**Page extract**
In January 2017, FASB issued ASU No. 2017-04, “Intangibles - Goodwill and Other (Topic 350): Simplifying the Test for Goodwill Impairment”. The ASU simplifies the subsequent measurement of goodwill and eliminates Step 2 from the goodwill impairment test. The Company should perform its goodwill impairment test by comparing the fair value of a reporting unit with its carrying amount. An impairment charge should be recognized for the amount by which the carrying amount exceeds the reporting unit’s fair value. The impairment charge is limited to the amount of goodwill allocated to that reporting unit. The amendments in this update are effective for fiscal years beginning after December 15, 2019, including interim periods within those fiscal years. Early adoption is permitted for goodwill impairment tests performed on testing dates after January 1, 2017. The guidance is not expected to have a significant impact on the Company’s financial positions, results of operations or disclosures.

In February 2017, the FASB issued ASU No. 2017-05, “Other Income - Gains and Losses from the Derecognition of Nonfinancial Assets (Topic 610): Clarifying the Scope of Asset Derecognition Guidance and Accounting for Partial Sales of Nonfinancial Assets”. The amendments clarify that a financial asset is within the scope of Topic 610 if it meets the definition of an in substance nonfinancial asset. The amendments also define the term in substance nonfinancial asset. The amendments clarify that nonfinancial assets within the scope of Topic 610 may include nonfinancial assets transferred within a legal entity to a counterparty. For example, a parent may transfer control of nonfinancial assets by transferring ownership interests in a consolidated subsidiary. A contract that includes the transfer of ownership interests in one or more consolidated subsidiaries is within the scope of Topic 610 if substantially all of the fair value of the assets that are promised to the counterparty in a contract is concentrated in nonfinancial assets. The amendments clarify that an entity should identify each distinct nonfinancial asset or in substance nonfinancial asset promised to a counterparty and derecognize each asset when a counterparty obtains control of it. The guidance is effective for public business entities for annual periods beginning after December 15, 2017 and interim periods therein. Entities may use either a full or modified approach to adopt the ASU. The adoption of ASU No. 2017-05 in the first quarter of 2018 is not expected to have a material effect on our consolidated financial statements.

**Work request**
Answer these from the accounting update extract.
(a) Which step does ASU No. 2017-04 remove from the goodwill impairment test?
(b) What is the impairment charge limited to?
(c) What approaches may entities use to adopt ASU No. 2017-05?

**Study material**
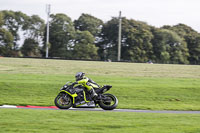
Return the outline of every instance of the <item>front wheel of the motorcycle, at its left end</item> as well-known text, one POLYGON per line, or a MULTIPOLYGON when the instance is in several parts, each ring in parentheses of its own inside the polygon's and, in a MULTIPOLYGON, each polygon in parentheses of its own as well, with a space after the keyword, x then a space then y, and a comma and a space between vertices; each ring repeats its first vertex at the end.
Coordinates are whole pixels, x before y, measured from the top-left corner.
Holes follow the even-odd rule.
POLYGON ((54 103, 60 109, 69 109, 72 106, 72 98, 65 93, 60 93, 55 98, 54 103))

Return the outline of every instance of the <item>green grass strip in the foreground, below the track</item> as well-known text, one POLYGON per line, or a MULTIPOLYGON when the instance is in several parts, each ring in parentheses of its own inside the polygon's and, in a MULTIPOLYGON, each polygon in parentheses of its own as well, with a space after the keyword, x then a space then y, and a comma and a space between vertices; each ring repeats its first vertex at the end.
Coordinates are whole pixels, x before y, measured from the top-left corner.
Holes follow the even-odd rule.
POLYGON ((199 133, 199 114, 0 109, 2 133, 199 133))

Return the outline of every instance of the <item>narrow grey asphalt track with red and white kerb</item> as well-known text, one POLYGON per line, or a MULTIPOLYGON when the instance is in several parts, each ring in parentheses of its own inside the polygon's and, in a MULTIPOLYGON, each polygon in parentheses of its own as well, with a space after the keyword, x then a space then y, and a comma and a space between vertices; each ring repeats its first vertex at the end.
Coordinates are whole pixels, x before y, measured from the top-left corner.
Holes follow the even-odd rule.
MULTIPOLYGON (((0 106, 0 109, 10 108, 10 109, 34 109, 34 110, 61 110, 55 106, 50 107, 40 107, 40 106, 0 106)), ((173 114, 200 114, 200 111, 171 111, 171 110, 134 110, 134 109, 114 109, 114 110, 103 110, 101 108, 70 108, 68 110, 62 111, 102 111, 102 112, 135 112, 135 113, 173 113, 173 114)))

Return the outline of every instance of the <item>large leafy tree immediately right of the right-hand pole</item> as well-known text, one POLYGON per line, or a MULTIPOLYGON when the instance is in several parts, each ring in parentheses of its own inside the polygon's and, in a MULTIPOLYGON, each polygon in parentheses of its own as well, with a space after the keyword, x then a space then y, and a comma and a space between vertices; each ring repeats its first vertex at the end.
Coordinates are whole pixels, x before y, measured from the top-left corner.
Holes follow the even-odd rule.
POLYGON ((151 27, 133 19, 122 21, 122 58, 134 62, 147 62, 153 54, 151 27))

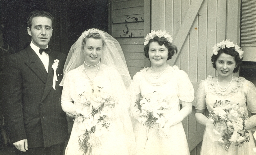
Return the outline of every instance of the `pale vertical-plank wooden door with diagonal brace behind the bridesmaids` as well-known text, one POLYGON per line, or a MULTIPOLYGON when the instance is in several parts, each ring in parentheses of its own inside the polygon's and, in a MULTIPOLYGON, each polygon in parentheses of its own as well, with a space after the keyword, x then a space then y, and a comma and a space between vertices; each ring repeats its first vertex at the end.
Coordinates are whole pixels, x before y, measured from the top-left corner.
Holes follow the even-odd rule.
MULTIPOLYGON (((184 70, 196 91, 201 80, 208 75, 216 76, 211 62, 214 44, 225 39, 239 44, 240 1, 151 0, 151 3, 151 28, 166 30, 173 36, 173 44, 179 45, 178 55, 168 63, 184 70)), ((199 154, 204 126, 196 122, 194 113, 193 108, 182 123, 191 154, 199 154)))

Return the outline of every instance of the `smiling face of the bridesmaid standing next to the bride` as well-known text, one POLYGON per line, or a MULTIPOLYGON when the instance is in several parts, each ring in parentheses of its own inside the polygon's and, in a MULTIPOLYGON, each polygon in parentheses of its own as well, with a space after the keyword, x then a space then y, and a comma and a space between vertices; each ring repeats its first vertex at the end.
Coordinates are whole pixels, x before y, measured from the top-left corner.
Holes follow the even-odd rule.
POLYGON ((167 63, 168 49, 164 44, 160 46, 158 42, 150 42, 148 55, 152 65, 162 66, 167 63))

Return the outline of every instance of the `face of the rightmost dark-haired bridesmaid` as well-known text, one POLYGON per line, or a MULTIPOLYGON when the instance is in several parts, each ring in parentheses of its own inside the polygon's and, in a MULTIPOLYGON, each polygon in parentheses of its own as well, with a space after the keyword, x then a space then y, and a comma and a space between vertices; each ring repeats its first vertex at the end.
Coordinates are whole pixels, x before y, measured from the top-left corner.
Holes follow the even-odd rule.
POLYGON ((236 68, 235 57, 226 53, 222 53, 216 61, 216 69, 219 76, 232 76, 233 70, 236 68))

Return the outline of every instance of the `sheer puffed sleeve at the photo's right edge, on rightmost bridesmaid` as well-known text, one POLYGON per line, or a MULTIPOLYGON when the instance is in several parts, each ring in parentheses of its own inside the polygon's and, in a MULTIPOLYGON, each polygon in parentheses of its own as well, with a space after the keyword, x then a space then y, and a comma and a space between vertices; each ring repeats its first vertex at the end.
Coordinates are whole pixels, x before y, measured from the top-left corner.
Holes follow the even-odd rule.
POLYGON ((248 110, 251 113, 256 113, 256 88, 252 82, 245 81, 247 81, 245 86, 247 87, 246 102, 248 110))

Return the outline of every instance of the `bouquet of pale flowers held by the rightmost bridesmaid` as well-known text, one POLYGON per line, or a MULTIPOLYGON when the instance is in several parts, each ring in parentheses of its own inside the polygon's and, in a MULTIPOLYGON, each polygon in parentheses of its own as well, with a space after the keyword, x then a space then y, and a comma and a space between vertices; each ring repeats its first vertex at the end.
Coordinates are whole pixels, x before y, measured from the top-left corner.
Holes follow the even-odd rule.
POLYGON ((245 108, 230 101, 217 101, 209 112, 209 119, 215 126, 213 133, 219 136, 218 142, 228 150, 230 144, 241 146, 249 142, 249 132, 245 130, 245 120, 248 118, 245 108))

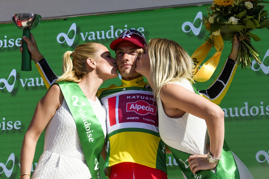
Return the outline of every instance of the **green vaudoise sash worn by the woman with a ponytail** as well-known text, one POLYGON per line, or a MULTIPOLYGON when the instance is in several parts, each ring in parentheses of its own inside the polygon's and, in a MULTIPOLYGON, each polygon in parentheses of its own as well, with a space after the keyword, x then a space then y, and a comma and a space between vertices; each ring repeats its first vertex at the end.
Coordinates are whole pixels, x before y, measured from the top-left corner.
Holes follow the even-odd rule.
MULTIPOLYGON (((88 98, 74 82, 57 82, 75 120, 79 140, 93 179, 100 178, 99 157, 104 146, 104 132, 88 98)), ((78 171, 79 172, 79 171, 78 171)))

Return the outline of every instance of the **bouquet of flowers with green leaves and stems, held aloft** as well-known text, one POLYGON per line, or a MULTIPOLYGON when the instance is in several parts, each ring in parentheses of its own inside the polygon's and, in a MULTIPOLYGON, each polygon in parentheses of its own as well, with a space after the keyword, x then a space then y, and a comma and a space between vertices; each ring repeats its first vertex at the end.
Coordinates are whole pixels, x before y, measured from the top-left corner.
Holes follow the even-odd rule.
MULTIPOLYGON (((261 64, 258 51, 247 40, 248 37, 260 41, 260 37, 252 34, 254 29, 269 30, 268 12, 264 10, 267 1, 259 0, 214 0, 207 8, 208 17, 203 17, 203 23, 209 34, 206 41, 214 44, 214 36, 221 35, 223 40, 231 40, 237 34, 240 41, 237 56, 238 65, 242 69, 251 66, 251 59, 261 64)), ((268 40, 268 39, 266 39, 268 40)))

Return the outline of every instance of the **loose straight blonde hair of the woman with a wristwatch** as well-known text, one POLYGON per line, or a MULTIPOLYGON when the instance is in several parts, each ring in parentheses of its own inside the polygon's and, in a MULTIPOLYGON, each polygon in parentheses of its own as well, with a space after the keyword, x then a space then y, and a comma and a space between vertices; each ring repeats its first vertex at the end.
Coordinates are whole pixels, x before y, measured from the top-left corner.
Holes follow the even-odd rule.
POLYGON ((150 60, 150 86, 158 100, 161 87, 182 79, 192 80, 193 61, 188 53, 175 41, 154 38, 147 46, 150 60))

**Response area**
(a) Step 2.
(b) The amount of goodwill allocated to that reporting unit.
(c) Either a full or modified approach.